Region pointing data
....................
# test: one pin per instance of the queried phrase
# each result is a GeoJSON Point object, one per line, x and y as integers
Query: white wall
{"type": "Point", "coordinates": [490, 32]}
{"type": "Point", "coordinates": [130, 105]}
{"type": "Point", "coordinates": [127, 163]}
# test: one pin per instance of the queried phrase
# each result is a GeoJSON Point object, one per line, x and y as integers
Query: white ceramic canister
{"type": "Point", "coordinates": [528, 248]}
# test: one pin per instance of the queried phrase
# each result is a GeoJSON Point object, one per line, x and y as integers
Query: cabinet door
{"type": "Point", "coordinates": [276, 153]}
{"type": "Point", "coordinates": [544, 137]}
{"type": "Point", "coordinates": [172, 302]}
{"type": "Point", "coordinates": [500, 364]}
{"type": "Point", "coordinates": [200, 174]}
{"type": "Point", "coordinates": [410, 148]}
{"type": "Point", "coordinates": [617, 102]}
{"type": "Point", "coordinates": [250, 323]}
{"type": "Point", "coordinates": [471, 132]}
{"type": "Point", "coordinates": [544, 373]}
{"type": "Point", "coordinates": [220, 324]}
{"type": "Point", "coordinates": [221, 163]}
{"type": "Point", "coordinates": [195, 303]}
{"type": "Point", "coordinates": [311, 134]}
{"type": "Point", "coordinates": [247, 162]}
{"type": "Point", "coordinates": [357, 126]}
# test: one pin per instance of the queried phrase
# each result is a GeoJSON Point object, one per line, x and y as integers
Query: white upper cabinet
....................
[Aim of the exercise]
Return all of the data above exactly, leaving out no line.

[Solution to this task]
# test: one pin per instance of the queried phrase
# each result is a GeoJSON Point object, one per line, x and y as integers
Query: white wall
{"type": "Point", "coordinates": [490, 32]}
{"type": "Point", "coordinates": [130, 105]}
{"type": "Point", "coordinates": [127, 163]}
# test: one pin per instance of the queried phrase
# each result is a GeoJSON Point object, one per line, x and y as integers
Query: white ceramic canister
{"type": "Point", "coordinates": [528, 248]}
# test: one pin per instance of the queried phrase
# each result is a GeoJSON Point object, one per line, x and y as integers
Query: cabinet door
{"type": "Point", "coordinates": [276, 153]}
{"type": "Point", "coordinates": [544, 137]}
{"type": "Point", "coordinates": [172, 302]}
{"type": "Point", "coordinates": [500, 364]}
{"type": "Point", "coordinates": [200, 174]}
{"type": "Point", "coordinates": [410, 148]}
{"type": "Point", "coordinates": [617, 102]}
{"type": "Point", "coordinates": [250, 323]}
{"type": "Point", "coordinates": [471, 132]}
{"type": "Point", "coordinates": [544, 373]}
{"type": "Point", "coordinates": [220, 324]}
{"type": "Point", "coordinates": [221, 163]}
{"type": "Point", "coordinates": [195, 303]}
{"type": "Point", "coordinates": [311, 134]}
{"type": "Point", "coordinates": [247, 162]}
{"type": "Point", "coordinates": [357, 126]}
# test: one pin per instance of the queried phrase
# each result is a GeoJSON Point object, one per line, x and y as integers
Query: white upper cabinet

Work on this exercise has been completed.